REQUIRED WORK: Edit the entries from the line with "spiraled petal -> masks, each instance" through the end of the entries, swapping "top-left corner" for "upper-left corner" and keeping everything else the same. Leave the pictures out of your answer.

[Start of DATA FOR THE TASK]

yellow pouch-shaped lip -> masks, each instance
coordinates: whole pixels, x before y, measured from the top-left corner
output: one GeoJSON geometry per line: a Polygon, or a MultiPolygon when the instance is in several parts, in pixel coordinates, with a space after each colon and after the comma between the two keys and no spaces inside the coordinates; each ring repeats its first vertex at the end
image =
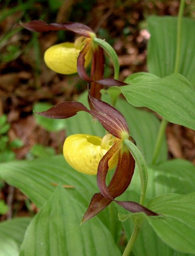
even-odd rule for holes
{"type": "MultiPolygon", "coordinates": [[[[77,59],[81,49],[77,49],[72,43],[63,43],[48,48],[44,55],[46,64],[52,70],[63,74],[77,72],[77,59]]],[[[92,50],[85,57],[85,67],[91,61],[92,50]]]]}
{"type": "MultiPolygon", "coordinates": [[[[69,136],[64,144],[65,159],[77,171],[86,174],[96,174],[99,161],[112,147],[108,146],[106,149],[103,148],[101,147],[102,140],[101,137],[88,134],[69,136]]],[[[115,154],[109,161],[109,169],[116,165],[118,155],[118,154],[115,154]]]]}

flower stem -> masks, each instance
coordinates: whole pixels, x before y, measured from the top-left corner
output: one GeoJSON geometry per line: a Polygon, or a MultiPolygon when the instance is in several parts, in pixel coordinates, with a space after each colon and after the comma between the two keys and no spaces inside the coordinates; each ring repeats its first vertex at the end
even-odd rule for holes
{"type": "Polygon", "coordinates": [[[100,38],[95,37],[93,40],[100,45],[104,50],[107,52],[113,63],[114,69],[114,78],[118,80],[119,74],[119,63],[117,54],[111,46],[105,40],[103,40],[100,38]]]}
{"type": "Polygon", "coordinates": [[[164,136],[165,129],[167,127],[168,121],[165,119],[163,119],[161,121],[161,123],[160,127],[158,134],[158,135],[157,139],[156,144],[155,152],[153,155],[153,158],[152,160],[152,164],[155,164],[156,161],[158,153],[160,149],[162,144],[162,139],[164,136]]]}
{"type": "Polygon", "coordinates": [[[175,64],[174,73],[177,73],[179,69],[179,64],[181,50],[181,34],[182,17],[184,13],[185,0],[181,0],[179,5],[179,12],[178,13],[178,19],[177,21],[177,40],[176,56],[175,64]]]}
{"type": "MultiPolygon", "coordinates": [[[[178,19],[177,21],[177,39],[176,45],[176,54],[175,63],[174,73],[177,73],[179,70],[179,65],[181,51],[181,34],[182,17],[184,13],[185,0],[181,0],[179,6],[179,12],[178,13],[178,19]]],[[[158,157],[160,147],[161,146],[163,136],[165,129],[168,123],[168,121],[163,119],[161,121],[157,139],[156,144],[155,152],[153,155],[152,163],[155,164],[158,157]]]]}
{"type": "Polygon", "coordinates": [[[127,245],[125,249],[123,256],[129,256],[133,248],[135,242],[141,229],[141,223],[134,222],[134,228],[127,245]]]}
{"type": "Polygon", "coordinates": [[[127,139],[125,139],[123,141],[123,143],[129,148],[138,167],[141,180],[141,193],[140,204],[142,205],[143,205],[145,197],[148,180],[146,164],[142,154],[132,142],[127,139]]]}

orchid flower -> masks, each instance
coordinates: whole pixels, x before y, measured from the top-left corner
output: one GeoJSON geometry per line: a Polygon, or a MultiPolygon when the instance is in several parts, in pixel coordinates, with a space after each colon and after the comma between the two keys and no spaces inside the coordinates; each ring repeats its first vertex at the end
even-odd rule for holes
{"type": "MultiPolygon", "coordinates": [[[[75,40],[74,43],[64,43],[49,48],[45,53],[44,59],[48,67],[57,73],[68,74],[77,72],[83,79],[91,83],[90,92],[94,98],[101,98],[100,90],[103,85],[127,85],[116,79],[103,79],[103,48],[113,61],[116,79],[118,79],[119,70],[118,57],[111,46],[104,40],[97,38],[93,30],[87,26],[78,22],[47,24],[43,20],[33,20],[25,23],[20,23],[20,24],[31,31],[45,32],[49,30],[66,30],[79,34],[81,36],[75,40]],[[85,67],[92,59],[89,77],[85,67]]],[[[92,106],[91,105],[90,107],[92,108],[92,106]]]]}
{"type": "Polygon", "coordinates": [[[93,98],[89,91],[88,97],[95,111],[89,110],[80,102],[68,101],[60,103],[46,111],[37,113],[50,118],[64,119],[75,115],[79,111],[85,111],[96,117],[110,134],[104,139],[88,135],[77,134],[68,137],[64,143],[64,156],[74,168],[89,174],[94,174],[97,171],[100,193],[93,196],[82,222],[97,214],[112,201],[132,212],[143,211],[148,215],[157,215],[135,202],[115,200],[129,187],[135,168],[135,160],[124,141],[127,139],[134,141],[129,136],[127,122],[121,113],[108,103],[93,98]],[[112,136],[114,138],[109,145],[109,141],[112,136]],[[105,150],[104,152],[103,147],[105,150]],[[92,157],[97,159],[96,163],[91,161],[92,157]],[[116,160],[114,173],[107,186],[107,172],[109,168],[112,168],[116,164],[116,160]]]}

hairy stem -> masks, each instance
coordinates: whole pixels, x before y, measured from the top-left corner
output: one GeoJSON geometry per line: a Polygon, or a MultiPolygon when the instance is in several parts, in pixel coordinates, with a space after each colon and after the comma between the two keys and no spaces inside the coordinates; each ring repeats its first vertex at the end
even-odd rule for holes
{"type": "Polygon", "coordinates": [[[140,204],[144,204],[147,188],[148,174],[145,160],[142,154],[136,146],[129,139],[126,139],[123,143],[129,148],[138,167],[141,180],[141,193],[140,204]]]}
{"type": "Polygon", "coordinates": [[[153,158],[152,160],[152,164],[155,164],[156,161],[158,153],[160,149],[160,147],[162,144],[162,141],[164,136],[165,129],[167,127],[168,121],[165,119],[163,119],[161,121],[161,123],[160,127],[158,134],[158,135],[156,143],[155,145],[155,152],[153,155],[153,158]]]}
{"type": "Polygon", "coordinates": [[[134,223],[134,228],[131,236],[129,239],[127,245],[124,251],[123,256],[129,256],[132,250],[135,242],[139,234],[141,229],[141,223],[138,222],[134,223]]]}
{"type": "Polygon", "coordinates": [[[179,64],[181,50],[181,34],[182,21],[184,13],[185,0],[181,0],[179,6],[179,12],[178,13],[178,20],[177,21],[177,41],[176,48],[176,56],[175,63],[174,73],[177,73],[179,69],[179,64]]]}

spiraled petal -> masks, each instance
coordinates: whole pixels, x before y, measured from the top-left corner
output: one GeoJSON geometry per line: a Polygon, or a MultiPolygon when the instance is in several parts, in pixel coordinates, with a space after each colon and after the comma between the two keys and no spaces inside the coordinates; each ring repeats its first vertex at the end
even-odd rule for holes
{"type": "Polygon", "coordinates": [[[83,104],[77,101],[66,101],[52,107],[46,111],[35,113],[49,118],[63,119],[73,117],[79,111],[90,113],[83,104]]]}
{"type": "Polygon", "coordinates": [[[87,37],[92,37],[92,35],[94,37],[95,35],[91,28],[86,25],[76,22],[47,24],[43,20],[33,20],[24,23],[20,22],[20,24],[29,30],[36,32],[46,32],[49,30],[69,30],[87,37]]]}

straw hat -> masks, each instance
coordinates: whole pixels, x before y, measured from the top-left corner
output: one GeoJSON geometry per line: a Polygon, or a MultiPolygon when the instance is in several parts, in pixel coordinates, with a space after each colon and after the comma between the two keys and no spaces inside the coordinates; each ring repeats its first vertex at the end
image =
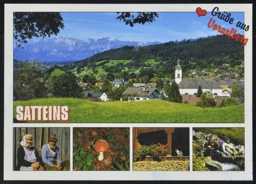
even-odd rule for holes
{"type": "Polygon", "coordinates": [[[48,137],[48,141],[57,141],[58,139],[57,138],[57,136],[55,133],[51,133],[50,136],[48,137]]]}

[End of DATA FOR THE TASK]

RESULT OF THE EXERCISE:
spiraled petal -> masks, each instance
coordinates: whole pixels, x before y, measured from the upper-left corner
output: one GeoJSON geometry per line: a Polygon, or a MultiPolygon when the instance is in several parts, in pixel coordinates, with a space after each colon and after the comma between the two keys and no spaces inside the coordinates; each ring repeats its first vertex at the end
even-odd rule for holes
{"type": "Polygon", "coordinates": [[[83,104],[77,101],[66,101],[52,107],[46,111],[35,113],[49,118],[63,119],[73,117],[79,111],[90,113],[83,104]]]}
{"type": "Polygon", "coordinates": [[[87,37],[92,37],[92,35],[94,37],[95,35],[91,28],[86,25],[76,22],[47,24],[43,20],[33,20],[24,23],[20,22],[20,24],[29,30],[36,32],[46,32],[49,30],[69,30],[87,37]]]}

straw hat -> masks, each instance
coordinates: whole pixels, x before y, measured from the upper-left corner
output: one GeoJSON geometry per line: a Polygon, or a MultiPolygon when the instance is in several parts, in pixel coordinates, with a space after each colon and after the comma between the two keys and no spaces inside the coordinates; each ring repeats its first vertex at the end
image =
even-odd rule for holes
{"type": "Polygon", "coordinates": [[[48,137],[48,141],[57,141],[58,139],[57,138],[57,136],[55,133],[51,133],[50,136],[48,137]]]}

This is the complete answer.